Go through the listing and write out all of it exactly.

Data provided:
--

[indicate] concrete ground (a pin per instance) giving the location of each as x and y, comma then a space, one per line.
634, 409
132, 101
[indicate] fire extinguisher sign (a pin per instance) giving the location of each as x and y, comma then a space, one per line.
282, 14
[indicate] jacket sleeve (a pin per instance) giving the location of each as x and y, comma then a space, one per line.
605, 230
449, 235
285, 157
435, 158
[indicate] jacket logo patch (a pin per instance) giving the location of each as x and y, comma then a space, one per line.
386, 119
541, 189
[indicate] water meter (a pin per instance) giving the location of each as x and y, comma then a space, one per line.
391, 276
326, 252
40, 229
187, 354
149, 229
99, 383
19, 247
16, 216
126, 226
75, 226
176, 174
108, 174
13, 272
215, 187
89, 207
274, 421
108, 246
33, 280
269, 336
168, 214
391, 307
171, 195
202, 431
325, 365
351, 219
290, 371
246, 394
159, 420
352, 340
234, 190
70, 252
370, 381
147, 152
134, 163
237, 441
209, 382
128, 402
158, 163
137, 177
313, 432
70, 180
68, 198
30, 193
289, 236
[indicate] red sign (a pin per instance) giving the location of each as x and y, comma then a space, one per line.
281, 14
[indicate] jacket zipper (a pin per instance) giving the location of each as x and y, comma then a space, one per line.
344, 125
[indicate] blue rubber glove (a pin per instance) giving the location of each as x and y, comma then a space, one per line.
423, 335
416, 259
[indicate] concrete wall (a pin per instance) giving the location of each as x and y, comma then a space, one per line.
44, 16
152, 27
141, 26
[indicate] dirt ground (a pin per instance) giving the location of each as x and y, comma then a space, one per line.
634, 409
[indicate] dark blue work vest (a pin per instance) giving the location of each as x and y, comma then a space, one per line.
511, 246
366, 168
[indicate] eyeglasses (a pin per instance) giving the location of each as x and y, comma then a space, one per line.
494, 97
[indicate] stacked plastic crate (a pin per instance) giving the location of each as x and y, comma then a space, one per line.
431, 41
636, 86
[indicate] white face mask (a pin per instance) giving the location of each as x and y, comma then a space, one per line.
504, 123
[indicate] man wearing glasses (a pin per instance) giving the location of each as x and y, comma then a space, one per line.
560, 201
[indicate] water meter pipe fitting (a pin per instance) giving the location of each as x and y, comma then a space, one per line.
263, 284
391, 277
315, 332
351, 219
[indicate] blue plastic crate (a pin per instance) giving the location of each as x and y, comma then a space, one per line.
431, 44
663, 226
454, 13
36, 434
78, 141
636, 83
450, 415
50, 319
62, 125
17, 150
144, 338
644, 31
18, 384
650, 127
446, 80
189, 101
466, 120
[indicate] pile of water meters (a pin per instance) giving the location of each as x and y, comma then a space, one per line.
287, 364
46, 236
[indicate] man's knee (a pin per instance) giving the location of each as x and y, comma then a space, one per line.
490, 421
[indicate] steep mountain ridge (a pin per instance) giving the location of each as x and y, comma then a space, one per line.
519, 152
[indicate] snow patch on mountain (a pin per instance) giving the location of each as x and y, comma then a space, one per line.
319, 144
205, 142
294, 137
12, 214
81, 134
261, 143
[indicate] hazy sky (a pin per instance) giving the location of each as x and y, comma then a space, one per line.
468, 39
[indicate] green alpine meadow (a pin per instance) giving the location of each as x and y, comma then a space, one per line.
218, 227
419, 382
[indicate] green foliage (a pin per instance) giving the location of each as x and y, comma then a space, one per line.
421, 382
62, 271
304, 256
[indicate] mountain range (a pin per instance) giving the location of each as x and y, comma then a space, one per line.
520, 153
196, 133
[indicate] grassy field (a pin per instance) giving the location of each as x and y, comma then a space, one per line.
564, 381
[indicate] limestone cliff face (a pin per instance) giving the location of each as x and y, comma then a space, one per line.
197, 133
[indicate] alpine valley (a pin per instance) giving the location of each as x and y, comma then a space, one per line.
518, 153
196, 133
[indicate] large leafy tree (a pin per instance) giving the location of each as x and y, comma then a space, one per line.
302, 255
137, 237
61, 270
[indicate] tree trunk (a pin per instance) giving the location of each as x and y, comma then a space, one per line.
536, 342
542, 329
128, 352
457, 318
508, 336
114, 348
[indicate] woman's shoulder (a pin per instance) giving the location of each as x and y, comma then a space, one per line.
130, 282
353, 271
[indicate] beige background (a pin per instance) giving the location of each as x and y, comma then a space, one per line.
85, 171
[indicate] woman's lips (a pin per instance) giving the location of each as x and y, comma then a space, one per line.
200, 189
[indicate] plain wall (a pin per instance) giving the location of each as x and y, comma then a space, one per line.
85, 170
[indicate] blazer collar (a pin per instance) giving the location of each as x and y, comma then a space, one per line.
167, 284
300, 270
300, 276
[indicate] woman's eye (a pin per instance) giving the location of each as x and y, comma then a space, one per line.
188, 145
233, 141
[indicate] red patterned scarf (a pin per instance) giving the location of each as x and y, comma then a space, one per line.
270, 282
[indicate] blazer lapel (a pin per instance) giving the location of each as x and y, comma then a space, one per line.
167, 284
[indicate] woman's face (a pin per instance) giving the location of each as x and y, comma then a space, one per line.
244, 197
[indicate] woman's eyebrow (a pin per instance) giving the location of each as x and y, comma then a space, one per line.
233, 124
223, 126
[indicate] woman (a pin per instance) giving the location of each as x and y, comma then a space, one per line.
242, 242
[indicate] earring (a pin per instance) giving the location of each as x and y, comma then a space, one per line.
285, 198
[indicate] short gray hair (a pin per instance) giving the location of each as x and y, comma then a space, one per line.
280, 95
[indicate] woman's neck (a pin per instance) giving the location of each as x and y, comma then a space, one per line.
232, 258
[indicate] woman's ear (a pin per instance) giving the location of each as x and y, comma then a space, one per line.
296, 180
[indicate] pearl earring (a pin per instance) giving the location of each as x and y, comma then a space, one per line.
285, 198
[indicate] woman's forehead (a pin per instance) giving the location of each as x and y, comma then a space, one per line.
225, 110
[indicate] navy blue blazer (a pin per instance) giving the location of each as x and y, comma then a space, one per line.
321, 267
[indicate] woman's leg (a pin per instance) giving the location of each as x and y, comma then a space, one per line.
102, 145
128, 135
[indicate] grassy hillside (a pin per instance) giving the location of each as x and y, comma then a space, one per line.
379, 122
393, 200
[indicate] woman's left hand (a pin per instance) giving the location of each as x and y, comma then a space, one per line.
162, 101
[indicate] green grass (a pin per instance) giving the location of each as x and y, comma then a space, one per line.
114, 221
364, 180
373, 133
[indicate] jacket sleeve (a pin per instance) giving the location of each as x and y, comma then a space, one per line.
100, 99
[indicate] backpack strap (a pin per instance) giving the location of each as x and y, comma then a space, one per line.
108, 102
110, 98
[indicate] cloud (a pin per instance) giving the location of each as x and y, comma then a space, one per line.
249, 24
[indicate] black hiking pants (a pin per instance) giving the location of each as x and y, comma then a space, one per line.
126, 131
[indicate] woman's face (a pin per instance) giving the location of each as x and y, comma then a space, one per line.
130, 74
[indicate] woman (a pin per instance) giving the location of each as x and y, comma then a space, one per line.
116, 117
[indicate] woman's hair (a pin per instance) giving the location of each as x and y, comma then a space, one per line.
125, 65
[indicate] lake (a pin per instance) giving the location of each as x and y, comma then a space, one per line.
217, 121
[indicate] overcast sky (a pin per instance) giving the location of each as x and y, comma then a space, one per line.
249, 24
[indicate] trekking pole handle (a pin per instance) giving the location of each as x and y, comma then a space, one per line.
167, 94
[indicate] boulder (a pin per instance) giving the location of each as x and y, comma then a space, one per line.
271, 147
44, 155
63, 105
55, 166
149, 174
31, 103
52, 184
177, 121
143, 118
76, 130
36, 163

--

Answer:
[indicate] concrete ground (a pin per instance) giving the location of each as x and y, comma then a space, one per line.
634, 409
132, 101
[indicate] fire extinguisher sign (a pin per instance) giving the location of each as x and y, comma then a space, one per line.
282, 14
[indicate] jacket sleeve (a pin per instance) giving the location of each as x and y, comma then a space, one per line.
605, 230
449, 235
285, 157
435, 158
[indicate] jacket logo patch (a pin per instance) giving the location of each as x and y, comma then a space, one per line.
386, 119
541, 189
[indicate] water meter (a pin per instance) giving the location of each as x and y, comma then a space, one per line.
391, 276
326, 252
40, 229
187, 354
149, 229
99, 383
19, 247
16, 216
126, 226
75, 226
176, 174
108, 174
13, 272
215, 187
89, 207
274, 421
108, 246
33, 280
269, 336
168, 214
391, 307
171, 195
202, 431
325, 365
351, 219
290, 371
246, 394
159, 420
352, 340
234, 190
70, 252
370, 381
147, 152
134, 163
237, 441
209, 382
128, 402
158, 163
137, 177
313, 432
70, 180
68, 198
30, 193
289, 236
[indicate] red sign (a pin per instance) giving the location of each as x and y, comma then a space, one per line.
281, 14
[indicate] jacket zipper (a pin per instance) giving the location of each as x and y, comma then a space, one per line.
344, 125
[indicate] blue rubber glove (a pin per instance) giving the location of each as x and y, comma then a space, one per line.
423, 335
416, 259
[indicate] concrete wall (a pin per instance) giving the location of each as x and y, comma then a space, one per line.
44, 16
152, 27
141, 26
[indicate] dirt ground (a pin per instance) giving the location of each as x and y, comma then a space, one per line.
634, 409
[indicate] dark blue work vest (a pin per instance) giving the location of each as x and y, comma then a space, one per line.
511, 246
366, 168
[indicate] eyeglasses (a pin per instance) giving the location of each as x and y, comma then a space, one per line.
494, 97
[indicate] stacked plastic crate (a pin per instance) giving the location of each as x and y, comma then a space, one per line.
431, 41
636, 86
[indicate] white face mask (a pin per instance) giving the location of each as x and y, comma then a space, one per line.
504, 123
[indicate] man wearing glasses (a pin per instance) giving the location of each as x and y, comma then a space, one per line.
560, 201
[indicate] water meter pipe fitting (a pin per instance) giving the location of each as x and y, comma then a space, one per line.
263, 284
391, 277
315, 332
351, 219
[indicate] blue plastic crate (a pin per instance) giving the location of each as x and y, comma then a space, one per line.
431, 44
663, 226
454, 13
36, 434
78, 141
636, 83
450, 415
50, 319
62, 125
17, 150
144, 338
644, 31
18, 384
650, 127
446, 80
189, 101
466, 120
[indicate] pile of water meters (a pin per instance) giving the location of each as x and y, comma then a space, one per line.
287, 364
46, 236
[indicate] man's knee (a pin per instance) giving the location of each as x and y, comma then a space, one per line.
490, 421
[indicate] steep mountain ridge (a pin per instance) giving the location of each as x and y, comma then a space, one per line.
519, 152
[indicate] snow patch on mountain (a pin per instance) giving the location of each as x and y, comma then a space, one per line.
319, 144
205, 142
294, 137
12, 214
81, 134
261, 143
[indicate] hazy sky (a pin per instance) giving the location of each as x and y, comma then a space, one per line.
468, 39
[indicate] green alpine meadow (a pin per instance) giving the location of each as x and y, comma then a space, one per line.
218, 227
419, 382
[indicate] green foliage (a pin per instance) giving the location of each as x and y, comma then a space, one per line.
421, 382
62, 271
304, 256
[indicate] mountain range (a pin per instance) giving the location of each as x and y, comma then a space, one per line.
520, 153
196, 133
[indicate] grassy field (a pin per instance) giving the location of each as x and y, comma then a space, one per line.
564, 381
[indicate] limestone cliff face (a pin per instance) giving the location of each as x and y, comma then a space, one per line.
197, 133
[indicate] alpine valley (a pin per instance) giving the location of each as x and y, comma then a space, one per line.
518, 153
196, 133
[indicate] large leafy tree (a pin per instance) giving the location of each as x and y, comma then a space, one per line.
302, 255
137, 237
61, 270
[indicate] tree trunk (a pin per instance) giving the location of each as x and y, comma then a space, one per line.
536, 342
542, 329
128, 352
457, 318
508, 336
114, 348
[indicate] woman's shoulder (a pin per instance) giving the location of each as x and y, comma then a space, one per line.
130, 282
353, 271
[indicate] beige background (a pin per instance) giving the location of each as x and y, comma then a space, one per line.
85, 171
[indicate] woman's lips (a pin per instance) giving the location of each as x and y, comma then a space, one per line.
200, 189
[indicate] plain wall (a pin per instance) giving the location of each as x and y, comma then a space, one per line.
85, 170
[indicate] blazer collar (a pin per instance) giving the location of each as x and y, comma then a space, one per line.
167, 284
300, 270
300, 276
[indicate] woman's eye (a pin per instance) giving the location of each as x and y, comma then a space, one per line.
188, 145
233, 141
[indicate] red patterned scarf (a pin per instance) giving the location of each as x and y, comma then a space, one per line.
270, 282
[indicate] blazer lapel (a pin per instance) giving the location of each as x and y, comma then a space, one per line.
167, 284
[indicate] woman's face (a pin per instance) giving the location of each as x and y, comma then a space, one per line.
244, 197
[indicate] woman's eyebrow (a pin per instance) giving the location of each as x and y, comma then a space, one per line.
233, 124
223, 126
[indicate] woman (a pin per instance) giving the location of each as x and y, comma then a space, one per line.
242, 242
[indicate] earring (a pin per instance) giving the location of each as x and y, comma then a space, one per line.
285, 198
[indicate] short gray hair (a pin per instance) giving the location of each as x and y, comma then a space, one per line.
280, 95
[indicate] woman's neck (a pin per instance) giving the location of each as x and y, comma then a space, one per line.
232, 258
[indicate] woman's ear (a pin per instance) giving the location of each as x and y, comma then a space, one per line.
296, 180
[indicate] pearl earring (a pin per instance) giving the location of each as x and y, comma then a space, one per line.
285, 198
[indicate] woman's forehead (a pin per instance) giving the location of each as x and y, comma then a space, one per line.
225, 110
[indicate] navy blue blazer (a pin per instance) giving the location of each as x and y, comma then a space, one per line.
321, 267
[indicate] woman's leg (a pin per instance) giving the location of each as x and y, comma then a space, one per line.
102, 145
128, 135
[indicate] grassy hillside (a pin per instance) giving the location of each as x and y, comma then a space, one per line.
379, 122
393, 200
[indicate] woman's left hand (a pin per instance) giving the location of each as x and y, comma then a space, one per line.
162, 101
[indicate] green grass (a pin per instance) giving the location of each as x and y, comma then a space, one per line.
114, 221
364, 180
373, 133
[indicate] jacket sleeve (a pin per instance) giving the location of each as x and y, comma then a space, one per line.
100, 99
[indicate] backpack strap (a pin per instance) giving the location of each as x and y, comma then a space, one per line.
108, 102
110, 98
[indicate] cloud (a pin per instance) giving the location of each as x and y, comma then a space, one per line.
249, 24
[indicate] black hiking pants (a pin per instance) giving the location of each as x and y, comma then a space, one per line.
126, 131
[indicate] woman's face (a pin per instance) giving the location of each as x and y, comma then a space, one per line.
130, 74
[indicate] woman (a pin per instance) giving the location of each as x and y, comma then a space, one per line.
116, 117
[indicate] woman's hair (a pin per instance) giving the location of each as x and y, comma then a space, one per line.
125, 65
[indicate] lake (a pin per instance) giving the location of each as x and y, comma then a space, one per line.
217, 121
[indicate] overcast sky (a pin per instance) giving the location of each as x and y, comma then a space, one per line.
249, 24
[indicate] trekking pole handle (a pin per instance) giving the location of each as x and y, comma then a space, one per line.
167, 94
[indicate] boulder (a pin per instance) giving the location of each as x and y, comma then a space, one per line.
271, 147
44, 155
63, 105
55, 166
149, 174
31, 103
52, 184
177, 121
143, 118
76, 130
36, 163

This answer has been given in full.